- **What is asked**: Leave out the pictures, then reproduce the rest of the material exactly.

— START OF Dataset —

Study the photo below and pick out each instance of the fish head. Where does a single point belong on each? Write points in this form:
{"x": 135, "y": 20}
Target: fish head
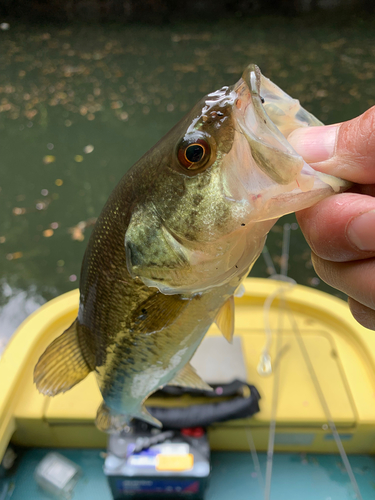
{"x": 216, "y": 184}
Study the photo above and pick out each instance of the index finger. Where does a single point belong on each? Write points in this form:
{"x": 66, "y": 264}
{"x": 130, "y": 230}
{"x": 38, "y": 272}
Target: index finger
{"x": 345, "y": 150}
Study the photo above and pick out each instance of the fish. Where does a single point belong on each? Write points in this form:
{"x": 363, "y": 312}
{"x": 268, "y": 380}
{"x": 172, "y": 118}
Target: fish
{"x": 174, "y": 242}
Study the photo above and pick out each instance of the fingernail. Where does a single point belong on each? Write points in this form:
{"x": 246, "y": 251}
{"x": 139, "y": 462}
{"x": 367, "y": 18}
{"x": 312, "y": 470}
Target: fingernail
{"x": 361, "y": 231}
{"x": 314, "y": 144}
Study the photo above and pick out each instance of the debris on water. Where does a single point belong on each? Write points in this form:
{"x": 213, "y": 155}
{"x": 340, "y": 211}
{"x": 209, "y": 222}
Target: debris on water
{"x": 49, "y": 159}
{"x": 88, "y": 149}
{"x": 78, "y": 230}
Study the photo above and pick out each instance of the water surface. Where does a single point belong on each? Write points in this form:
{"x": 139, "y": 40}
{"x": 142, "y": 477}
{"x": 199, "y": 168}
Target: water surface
{"x": 80, "y": 104}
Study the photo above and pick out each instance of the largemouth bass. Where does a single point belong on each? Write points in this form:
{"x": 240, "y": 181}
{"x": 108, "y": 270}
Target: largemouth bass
{"x": 176, "y": 238}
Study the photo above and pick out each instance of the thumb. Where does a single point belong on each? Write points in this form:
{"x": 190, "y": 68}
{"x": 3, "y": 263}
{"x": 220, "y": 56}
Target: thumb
{"x": 346, "y": 150}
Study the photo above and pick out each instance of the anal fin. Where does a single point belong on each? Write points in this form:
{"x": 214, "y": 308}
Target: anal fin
{"x": 62, "y": 365}
{"x": 188, "y": 377}
{"x": 113, "y": 423}
{"x": 225, "y": 319}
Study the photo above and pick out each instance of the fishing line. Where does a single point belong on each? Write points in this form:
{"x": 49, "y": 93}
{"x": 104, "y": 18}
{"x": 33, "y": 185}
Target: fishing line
{"x": 254, "y": 456}
{"x": 323, "y": 402}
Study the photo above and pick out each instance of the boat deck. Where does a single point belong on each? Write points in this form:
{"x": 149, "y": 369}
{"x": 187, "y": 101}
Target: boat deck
{"x": 295, "y": 476}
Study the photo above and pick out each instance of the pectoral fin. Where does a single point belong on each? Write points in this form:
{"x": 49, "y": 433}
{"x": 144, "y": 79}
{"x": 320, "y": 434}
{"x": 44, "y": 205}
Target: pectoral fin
{"x": 188, "y": 377}
{"x": 225, "y": 319}
{"x": 62, "y": 365}
{"x": 157, "y": 312}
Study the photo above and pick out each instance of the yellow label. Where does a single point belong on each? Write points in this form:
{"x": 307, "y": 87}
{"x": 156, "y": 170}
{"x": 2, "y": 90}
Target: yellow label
{"x": 174, "y": 462}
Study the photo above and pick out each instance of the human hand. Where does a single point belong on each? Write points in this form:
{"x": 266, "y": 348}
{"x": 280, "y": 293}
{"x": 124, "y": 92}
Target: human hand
{"x": 341, "y": 229}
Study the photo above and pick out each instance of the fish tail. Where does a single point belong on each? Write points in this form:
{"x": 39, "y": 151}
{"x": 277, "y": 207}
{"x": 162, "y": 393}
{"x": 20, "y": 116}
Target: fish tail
{"x": 147, "y": 417}
{"x": 111, "y": 422}
{"x": 62, "y": 365}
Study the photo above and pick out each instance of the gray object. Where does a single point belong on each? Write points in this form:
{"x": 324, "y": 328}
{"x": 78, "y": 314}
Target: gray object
{"x": 218, "y": 362}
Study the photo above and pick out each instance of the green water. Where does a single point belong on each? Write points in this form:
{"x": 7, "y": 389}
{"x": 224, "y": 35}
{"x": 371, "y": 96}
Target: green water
{"x": 80, "y": 104}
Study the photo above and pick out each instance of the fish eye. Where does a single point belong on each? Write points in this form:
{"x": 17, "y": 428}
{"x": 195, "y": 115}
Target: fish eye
{"x": 195, "y": 154}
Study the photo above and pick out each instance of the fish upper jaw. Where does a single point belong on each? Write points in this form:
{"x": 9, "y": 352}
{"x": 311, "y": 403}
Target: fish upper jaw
{"x": 270, "y": 175}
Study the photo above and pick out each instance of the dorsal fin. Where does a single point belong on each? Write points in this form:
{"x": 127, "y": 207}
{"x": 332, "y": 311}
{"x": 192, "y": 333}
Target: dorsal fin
{"x": 188, "y": 377}
{"x": 62, "y": 365}
{"x": 225, "y": 319}
{"x": 157, "y": 312}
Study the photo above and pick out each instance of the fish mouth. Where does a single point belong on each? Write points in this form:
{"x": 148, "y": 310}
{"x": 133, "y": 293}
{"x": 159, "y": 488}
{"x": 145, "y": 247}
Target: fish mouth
{"x": 266, "y": 115}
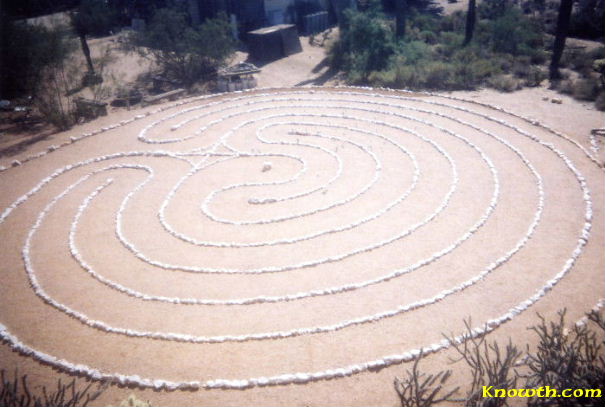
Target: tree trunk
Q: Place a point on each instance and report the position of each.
(86, 51)
(400, 17)
(560, 36)
(471, 18)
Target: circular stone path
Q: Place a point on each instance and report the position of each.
(291, 236)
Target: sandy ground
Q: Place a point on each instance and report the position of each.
(367, 189)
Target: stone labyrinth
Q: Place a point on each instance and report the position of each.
(289, 236)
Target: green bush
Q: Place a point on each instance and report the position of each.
(514, 34)
(600, 101)
(504, 83)
(365, 44)
(185, 53)
(28, 51)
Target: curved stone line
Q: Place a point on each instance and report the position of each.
(388, 360)
(347, 89)
(367, 187)
(443, 205)
(331, 291)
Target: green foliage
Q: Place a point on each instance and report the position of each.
(564, 359)
(28, 51)
(587, 20)
(365, 44)
(16, 393)
(93, 17)
(432, 56)
(568, 359)
(185, 53)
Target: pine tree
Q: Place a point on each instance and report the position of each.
(560, 36)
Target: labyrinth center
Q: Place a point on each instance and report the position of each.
(291, 236)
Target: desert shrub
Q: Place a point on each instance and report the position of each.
(453, 22)
(568, 359)
(514, 34)
(535, 76)
(565, 86)
(563, 359)
(16, 393)
(94, 17)
(600, 101)
(186, 54)
(365, 44)
(28, 51)
(419, 389)
(587, 20)
(504, 83)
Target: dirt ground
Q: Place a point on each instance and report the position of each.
(307, 216)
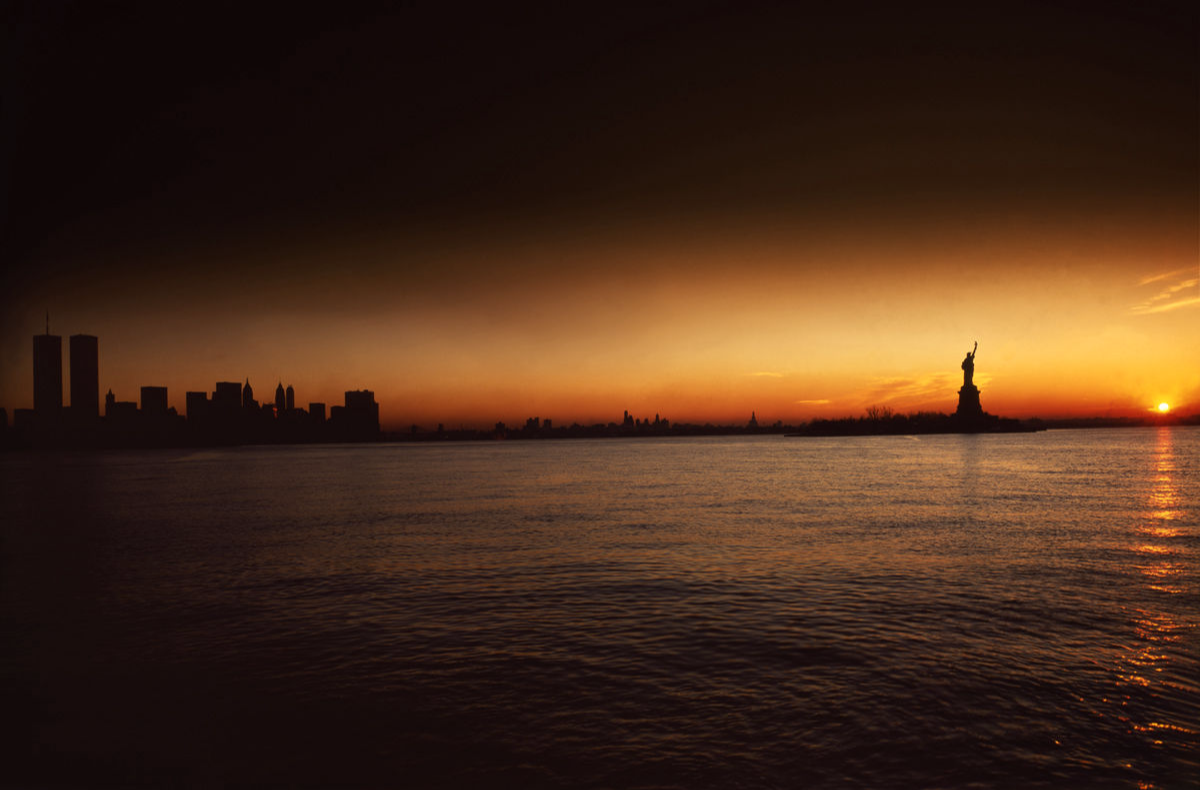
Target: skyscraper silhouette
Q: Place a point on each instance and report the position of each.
(84, 377)
(47, 375)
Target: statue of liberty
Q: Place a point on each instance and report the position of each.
(969, 367)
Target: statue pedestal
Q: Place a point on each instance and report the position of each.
(969, 402)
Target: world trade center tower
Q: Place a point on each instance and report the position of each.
(84, 377)
(47, 376)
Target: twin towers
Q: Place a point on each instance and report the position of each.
(48, 376)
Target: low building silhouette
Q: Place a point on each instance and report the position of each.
(154, 401)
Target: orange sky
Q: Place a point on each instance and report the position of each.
(1090, 316)
(696, 211)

— END OF Dataset —

- **Finished task**:
Study the photo below and pick out each instance of the fish head. Where does a single point belong on each? Write points in this form:
{"x": 135, "y": 20}
Target: fish head
{"x": 216, "y": 184}
Study the photo above and pick out each instance of the index finger. Where does a single point belong on each? Write points in this form:
{"x": 66, "y": 264}
{"x": 130, "y": 230}
{"x": 38, "y": 272}
Target: index finger
{"x": 345, "y": 150}
Study the photo above and pick out each instance of the fish. Where does a single point belong on each? Write points in this form:
{"x": 363, "y": 312}
{"x": 268, "y": 380}
{"x": 172, "y": 118}
Target: fish
{"x": 174, "y": 242}
Study the photo above and pick out each instance of the fingernail. Where does a single point belong on each? Write points in this form:
{"x": 246, "y": 251}
{"x": 139, "y": 462}
{"x": 367, "y": 18}
{"x": 312, "y": 470}
Target: fingernail
{"x": 361, "y": 231}
{"x": 314, "y": 144}
Study the photo above and pick out each instance of the debris on water. Where does a single point belong on each? Write points in this form:
{"x": 213, "y": 155}
{"x": 340, "y": 211}
{"x": 209, "y": 222}
Target: debris on water
{"x": 49, "y": 159}
{"x": 88, "y": 149}
{"x": 78, "y": 230}
Study the photo above and pick out each instance of the water surface. Where does a single point belong on each? Write points in this form:
{"x": 139, "y": 40}
{"x": 142, "y": 477}
{"x": 199, "y": 168}
Target: water surface
{"x": 80, "y": 104}
Study the photo above and pick out each instance of the largemouth bass. Where does a single point belong on each? Write points in this form:
{"x": 240, "y": 181}
{"x": 108, "y": 270}
Target: largemouth bass
{"x": 176, "y": 238}
Study the photo above and pick out each instance of the thumb. Where does a single point belong on each? Write points in this form:
{"x": 190, "y": 68}
{"x": 3, "y": 263}
{"x": 220, "y": 56}
Target: thumb
{"x": 346, "y": 150}
Study the photo above and pick out each instance of the anal fin. Where does a single point belong on each? Write points in this form:
{"x": 214, "y": 308}
Target: anal fin
{"x": 62, "y": 365}
{"x": 188, "y": 377}
{"x": 113, "y": 423}
{"x": 225, "y": 319}
Study the photo above and pick out each instance of the fishing line. Where does a single point belong on each? Write points in this form:
{"x": 49, "y": 93}
{"x": 104, "y": 18}
{"x": 33, "y": 185}
Target: fishing line
{"x": 254, "y": 456}
{"x": 323, "y": 402}
Study the photo above and pick out each instance of the boat deck. Where does a single point belong on each? Write points in this form:
{"x": 149, "y": 369}
{"x": 187, "y": 101}
Target: boat deck
{"x": 295, "y": 476}
Study the photo above and pick out each instance of the pectoral fin. Where does a single point belong on each? Write points in this form:
{"x": 49, "y": 433}
{"x": 144, "y": 79}
{"x": 320, "y": 434}
{"x": 44, "y": 205}
Target: pectoral fin
{"x": 188, "y": 377}
{"x": 225, "y": 319}
{"x": 62, "y": 365}
{"x": 157, "y": 312}
Study the photo above and pick out each instance of the yellow label. Where does a single point belong on each? Write points in this form:
{"x": 307, "y": 87}
{"x": 156, "y": 170}
{"x": 2, "y": 90}
Target: yellow label
{"x": 174, "y": 462}
Study the photo above and pick out each instance of the human hand. Where does a single point belong on each? Write points in this form:
{"x": 266, "y": 348}
{"x": 280, "y": 293}
{"x": 124, "y": 92}
Target: human hand
{"x": 341, "y": 229}
Study the photo above and pick out each instance of the fish tail. Where does a single point belong on each? Write points in this form:
{"x": 39, "y": 151}
{"x": 277, "y": 207}
{"x": 162, "y": 393}
{"x": 20, "y": 116}
Target: fish tail
{"x": 147, "y": 417}
{"x": 111, "y": 422}
{"x": 62, "y": 365}
Study the photo above and pick out each instance of the gray object. Where does a single point belong on each? Write points in this form:
{"x": 324, "y": 328}
{"x": 78, "y": 314}
Target: gray object
{"x": 218, "y": 362}
Study the photo above and pick out each instance of the green water. Where does a single point belong on each? Write points in this form:
{"x": 7, "y": 389}
{"x": 224, "y": 35}
{"x": 371, "y": 96}
Target: green water
{"x": 80, "y": 104}
Study the photo above and pick out each instance of the fish eye. Where does a single point belong on each? Write points in this form:
{"x": 17, "y": 428}
{"x": 195, "y": 115}
Target: fish eye
{"x": 195, "y": 154}
Study the photo above and pick out each instance of the fish upper jaw. Where does a single point belong on each? Write points in this form:
{"x": 9, "y": 352}
{"x": 311, "y": 403}
Target: fish upper jaw
{"x": 270, "y": 175}
Study the photo above and pick out each instance of the dorsal fin. Where does a single point belong on each? Write points in this form:
{"x": 127, "y": 207}
{"x": 332, "y": 311}
{"x": 192, "y": 333}
Target: dorsal fin
{"x": 188, "y": 377}
{"x": 62, "y": 365}
{"x": 225, "y": 319}
{"x": 157, "y": 312}
Study the photo above and pick out each instance of the fish mouth. Where does a single point belong on each? Write points in this form:
{"x": 148, "y": 310}
{"x": 133, "y": 293}
{"x": 159, "y": 488}
{"x": 145, "y": 247}
Target: fish mouth
{"x": 266, "y": 115}
Target: tree trunk
Q: Place a point on each instance and report the position of each.
(86, 51)
(400, 17)
(560, 36)
(471, 18)
Target: circular stone path
Q: Place a point on each instance and report the position of each.
(291, 236)
Target: sandy ground
Q: Place a point on each instance and report the position of each.
(367, 189)
Target: stone labyrinth
Q: Place a point on each instance and report the position of each.
(289, 236)
Target: green bush
Q: Place a point on each instance and report the position of each.
(514, 34)
(600, 101)
(504, 83)
(365, 44)
(185, 53)
(28, 51)
Target: curved stone line
Q: Place a point on each instance and report the position of each.
(388, 360)
(347, 89)
(367, 187)
(443, 205)
(331, 291)
Target: green foliage
Q: Place a point on each instance and report the position of each.
(564, 359)
(28, 51)
(587, 20)
(365, 44)
(16, 393)
(93, 17)
(432, 56)
(568, 359)
(185, 53)
Target: pine tree
Q: Place a point on each instance and report the position of each.
(560, 36)
Target: labyrinth center
Q: Place a point on each instance and report the position of each.
(291, 236)
Target: desert shrub
Q: Place a point on each instance and report the position of each.
(453, 22)
(568, 359)
(514, 34)
(535, 76)
(565, 86)
(563, 359)
(16, 393)
(94, 17)
(600, 101)
(186, 54)
(365, 44)
(28, 51)
(419, 389)
(587, 20)
(504, 83)
Target: dirt ground
Q: Place a point on each instance and report the position of each.
(307, 216)
Target: skyscraper silhouette
Q: Place a point on each instance and report the position of each.
(84, 377)
(47, 375)
Target: statue of liberty
Q: Place a point on each instance and report the position of each.
(969, 367)
Target: statue pedestal
Q: Place a point on each instance and report the position of each.
(969, 402)
Target: world trade center tower
Q: Place a point on each instance and report the position of each.
(84, 377)
(47, 376)
Target: twin towers
Q: Place a point on each instance and report the position of each.
(48, 376)
Target: low building silhouette
Q: Place a point on each instance and report the position of each.
(154, 401)
Target: orange sky
Q: Place a point on each instance and report the position of each.
(1090, 316)
(696, 211)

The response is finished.